▶ [Enunciato]
Modifica la parte che si apre con la riga contenente "Could you please tag every instance of the sparkling" e si chiude con quella contenente "(1165, 121)", sostituendo "forked" con "split". Riporta solo queste righe, lasciando invariato tutto il resto.
──────
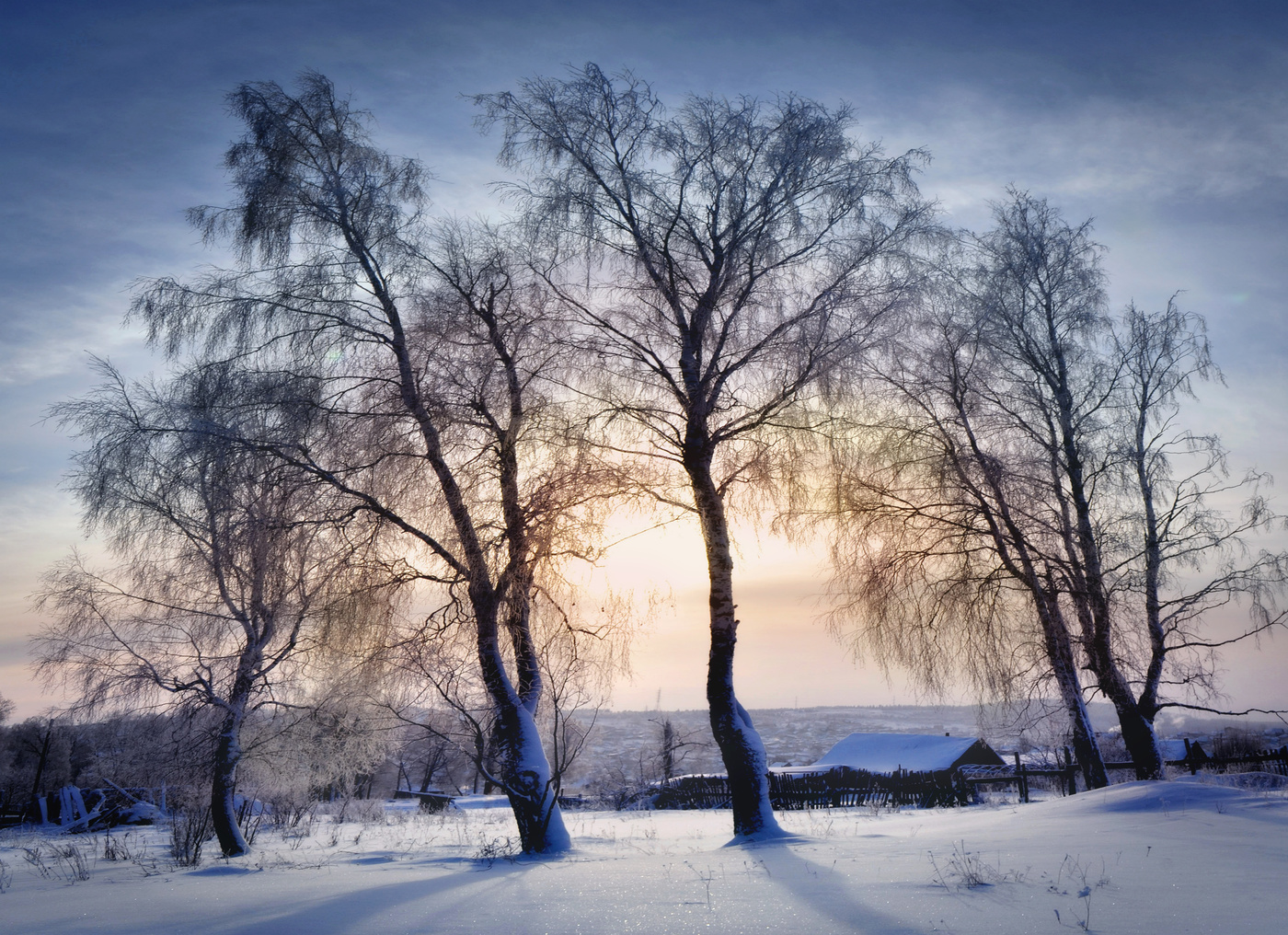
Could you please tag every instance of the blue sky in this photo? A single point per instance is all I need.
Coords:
(1166, 121)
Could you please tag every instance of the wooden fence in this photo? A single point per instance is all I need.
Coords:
(833, 790)
(845, 787)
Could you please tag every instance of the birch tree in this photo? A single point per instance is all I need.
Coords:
(425, 357)
(723, 259)
(231, 568)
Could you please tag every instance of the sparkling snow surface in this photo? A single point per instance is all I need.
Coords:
(1166, 858)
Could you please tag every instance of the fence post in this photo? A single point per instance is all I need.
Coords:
(1023, 780)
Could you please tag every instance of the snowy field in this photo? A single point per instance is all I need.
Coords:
(1179, 857)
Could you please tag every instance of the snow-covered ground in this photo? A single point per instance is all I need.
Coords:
(1152, 858)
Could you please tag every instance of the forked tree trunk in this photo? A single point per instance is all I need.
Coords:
(1064, 669)
(223, 814)
(741, 747)
(523, 765)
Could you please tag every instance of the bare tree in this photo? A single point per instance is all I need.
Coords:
(1041, 450)
(1182, 555)
(425, 355)
(730, 255)
(944, 548)
(231, 564)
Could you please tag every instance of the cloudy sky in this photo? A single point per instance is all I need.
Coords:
(1165, 121)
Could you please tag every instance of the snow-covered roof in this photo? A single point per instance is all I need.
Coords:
(888, 752)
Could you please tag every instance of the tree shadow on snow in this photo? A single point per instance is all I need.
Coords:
(361, 909)
(827, 893)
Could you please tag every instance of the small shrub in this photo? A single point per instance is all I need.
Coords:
(190, 831)
(968, 870)
(493, 850)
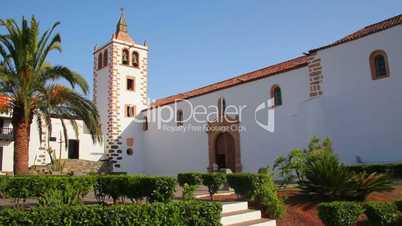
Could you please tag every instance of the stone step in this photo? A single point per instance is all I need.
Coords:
(258, 222)
(234, 206)
(240, 216)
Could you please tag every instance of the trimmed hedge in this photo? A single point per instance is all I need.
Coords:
(152, 188)
(244, 183)
(155, 189)
(189, 178)
(213, 181)
(23, 187)
(260, 188)
(340, 213)
(392, 169)
(381, 213)
(398, 204)
(173, 213)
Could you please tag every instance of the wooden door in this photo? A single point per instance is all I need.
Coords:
(224, 151)
(73, 149)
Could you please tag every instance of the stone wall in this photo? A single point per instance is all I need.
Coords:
(75, 167)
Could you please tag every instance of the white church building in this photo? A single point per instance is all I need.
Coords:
(350, 91)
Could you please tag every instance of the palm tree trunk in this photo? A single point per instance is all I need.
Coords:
(21, 145)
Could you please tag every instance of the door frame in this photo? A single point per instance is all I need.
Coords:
(225, 124)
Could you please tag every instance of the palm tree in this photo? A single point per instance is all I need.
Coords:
(37, 90)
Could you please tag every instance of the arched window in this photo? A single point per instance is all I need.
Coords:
(221, 106)
(124, 57)
(179, 117)
(100, 61)
(105, 55)
(276, 93)
(379, 65)
(145, 124)
(135, 59)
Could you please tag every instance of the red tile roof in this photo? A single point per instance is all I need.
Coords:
(277, 68)
(368, 30)
(4, 101)
(251, 76)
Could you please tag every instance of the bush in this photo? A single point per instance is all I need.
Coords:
(188, 191)
(398, 204)
(115, 186)
(259, 188)
(242, 183)
(381, 213)
(213, 181)
(340, 213)
(155, 189)
(394, 170)
(324, 175)
(159, 189)
(173, 213)
(367, 183)
(189, 178)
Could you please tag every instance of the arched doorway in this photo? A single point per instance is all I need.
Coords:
(225, 151)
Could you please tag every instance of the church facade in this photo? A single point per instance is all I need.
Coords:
(349, 91)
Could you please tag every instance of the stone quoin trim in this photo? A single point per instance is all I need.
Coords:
(315, 75)
(113, 118)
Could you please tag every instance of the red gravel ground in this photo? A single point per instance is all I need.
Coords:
(302, 210)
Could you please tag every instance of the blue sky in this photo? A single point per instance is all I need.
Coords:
(194, 43)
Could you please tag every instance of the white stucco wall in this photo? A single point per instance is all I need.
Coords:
(362, 115)
(37, 150)
(171, 152)
(359, 114)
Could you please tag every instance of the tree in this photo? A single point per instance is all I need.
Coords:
(37, 90)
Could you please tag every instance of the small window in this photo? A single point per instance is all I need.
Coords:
(100, 61)
(221, 106)
(179, 117)
(276, 94)
(379, 65)
(124, 57)
(130, 84)
(135, 59)
(145, 124)
(130, 111)
(105, 56)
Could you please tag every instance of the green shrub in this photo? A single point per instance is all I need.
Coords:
(365, 183)
(324, 175)
(19, 188)
(188, 191)
(172, 213)
(381, 213)
(3, 185)
(213, 181)
(114, 186)
(266, 194)
(189, 178)
(159, 189)
(260, 188)
(68, 195)
(398, 204)
(340, 213)
(394, 170)
(241, 183)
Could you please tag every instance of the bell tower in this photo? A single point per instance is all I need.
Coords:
(120, 90)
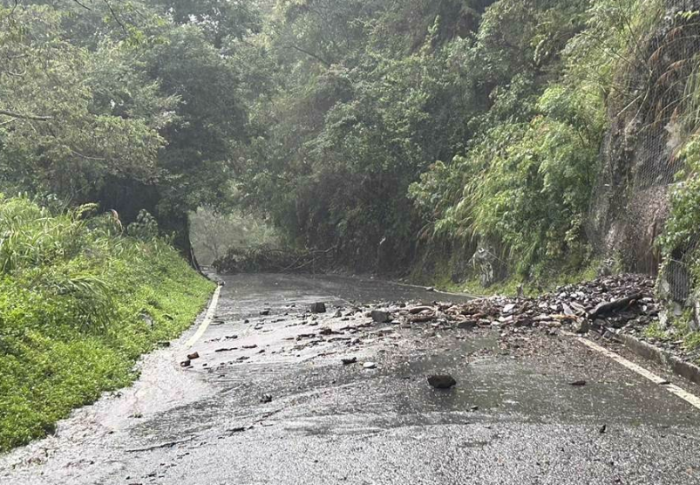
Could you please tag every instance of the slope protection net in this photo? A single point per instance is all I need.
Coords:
(640, 154)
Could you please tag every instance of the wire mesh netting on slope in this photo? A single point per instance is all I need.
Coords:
(649, 125)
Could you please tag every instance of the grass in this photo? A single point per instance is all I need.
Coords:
(79, 304)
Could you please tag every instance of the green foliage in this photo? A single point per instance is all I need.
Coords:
(214, 234)
(79, 303)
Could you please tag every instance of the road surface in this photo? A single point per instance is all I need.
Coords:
(270, 402)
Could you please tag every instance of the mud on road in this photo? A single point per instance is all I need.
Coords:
(279, 395)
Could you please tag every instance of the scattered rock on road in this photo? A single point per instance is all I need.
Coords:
(318, 307)
(381, 316)
(444, 381)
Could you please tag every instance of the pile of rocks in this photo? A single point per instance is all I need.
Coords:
(607, 302)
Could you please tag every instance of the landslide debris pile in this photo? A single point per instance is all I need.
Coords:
(610, 302)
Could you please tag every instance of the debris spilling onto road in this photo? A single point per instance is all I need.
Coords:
(607, 302)
(442, 381)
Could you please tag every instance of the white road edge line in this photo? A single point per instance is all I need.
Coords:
(672, 388)
(207, 319)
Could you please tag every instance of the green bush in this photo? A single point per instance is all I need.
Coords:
(79, 303)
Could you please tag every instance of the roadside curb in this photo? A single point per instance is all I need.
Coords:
(647, 351)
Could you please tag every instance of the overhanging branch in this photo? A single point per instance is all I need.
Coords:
(20, 116)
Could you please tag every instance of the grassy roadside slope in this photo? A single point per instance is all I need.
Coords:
(79, 303)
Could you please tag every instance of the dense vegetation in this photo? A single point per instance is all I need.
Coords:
(80, 301)
(461, 139)
(401, 130)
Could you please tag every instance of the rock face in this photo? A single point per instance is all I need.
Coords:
(442, 381)
(318, 307)
(381, 316)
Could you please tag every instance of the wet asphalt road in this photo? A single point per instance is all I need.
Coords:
(514, 418)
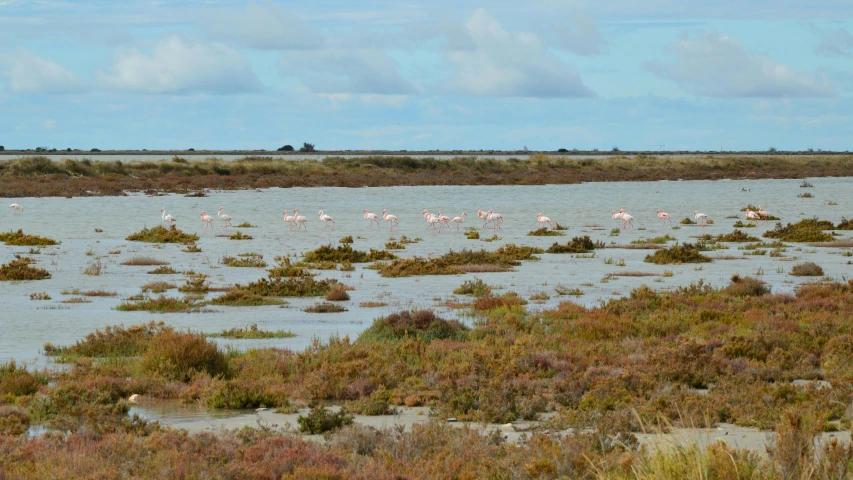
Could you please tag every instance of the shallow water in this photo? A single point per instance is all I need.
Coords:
(28, 324)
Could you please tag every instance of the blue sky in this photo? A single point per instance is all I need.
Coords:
(546, 74)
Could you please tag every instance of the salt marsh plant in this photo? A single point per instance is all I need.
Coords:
(19, 269)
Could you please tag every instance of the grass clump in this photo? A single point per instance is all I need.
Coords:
(338, 294)
(322, 420)
(325, 307)
(161, 304)
(163, 271)
(19, 269)
(238, 235)
(345, 253)
(545, 232)
(577, 245)
(420, 324)
(252, 260)
(143, 261)
(746, 287)
(807, 269)
(21, 239)
(112, 342)
(160, 234)
(179, 356)
(251, 332)
(474, 288)
(240, 298)
(677, 254)
(736, 236)
(806, 230)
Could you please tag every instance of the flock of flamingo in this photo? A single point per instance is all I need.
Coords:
(496, 219)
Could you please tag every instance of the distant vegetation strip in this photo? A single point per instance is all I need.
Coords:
(40, 176)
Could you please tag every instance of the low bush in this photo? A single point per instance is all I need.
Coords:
(325, 307)
(321, 420)
(345, 253)
(577, 245)
(807, 269)
(161, 234)
(21, 239)
(421, 324)
(677, 254)
(179, 356)
(19, 269)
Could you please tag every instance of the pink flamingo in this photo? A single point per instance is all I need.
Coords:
(496, 218)
(443, 219)
(327, 219)
(393, 219)
(289, 219)
(300, 220)
(372, 217)
(224, 218)
(626, 218)
(701, 217)
(750, 215)
(665, 217)
(431, 219)
(207, 219)
(543, 219)
(458, 220)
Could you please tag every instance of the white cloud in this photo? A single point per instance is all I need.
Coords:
(345, 71)
(264, 26)
(181, 65)
(719, 66)
(580, 35)
(26, 72)
(510, 64)
(834, 42)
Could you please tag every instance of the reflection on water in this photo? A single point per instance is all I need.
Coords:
(585, 209)
(171, 412)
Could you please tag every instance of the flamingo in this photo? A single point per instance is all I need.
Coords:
(626, 218)
(496, 218)
(327, 219)
(616, 215)
(393, 219)
(665, 217)
(167, 217)
(208, 219)
(372, 217)
(750, 215)
(224, 218)
(431, 219)
(443, 219)
(543, 219)
(458, 220)
(300, 220)
(289, 219)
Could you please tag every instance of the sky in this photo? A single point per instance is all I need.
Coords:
(424, 75)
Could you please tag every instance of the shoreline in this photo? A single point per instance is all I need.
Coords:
(39, 176)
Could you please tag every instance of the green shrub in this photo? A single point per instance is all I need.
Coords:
(807, 269)
(321, 420)
(181, 355)
(677, 254)
(19, 269)
(422, 324)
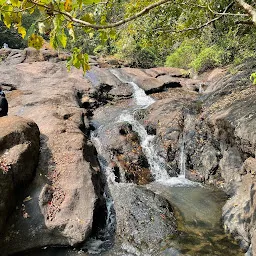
──────
▶ [Soluzione dell'esercizio]
Could you please tag every instance of the sparkling snow surface in this photo? A single point per instance is all I need.
Coords:
(1166, 858)
Could you please tag every instance of the fence post in this photo? A single point per instance is all I need.
Coords:
(1023, 780)
Could you please tag every instance of the snowy field in this photo? A single point per instance is all I need.
Coords:
(1179, 857)
Could you please tag every instance of the snow-covered ground in this photo? A single point per instance is all I need.
Coords:
(1152, 858)
Could you please tag every instance of the split tree trunk in this photo? A single point per instance is all I need.
Coords:
(1064, 669)
(223, 814)
(741, 747)
(523, 765)
Could you please tag every instance of the bare tree in this photo? A single point per instance is all I need.
Coords:
(1041, 450)
(1182, 555)
(425, 355)
(730, 255)
(944, 548)
(231, 564)
Could you please tag every instance of the cloudy sky in this photo? A single point per instance is all I need.
Coords:
(1165, 121)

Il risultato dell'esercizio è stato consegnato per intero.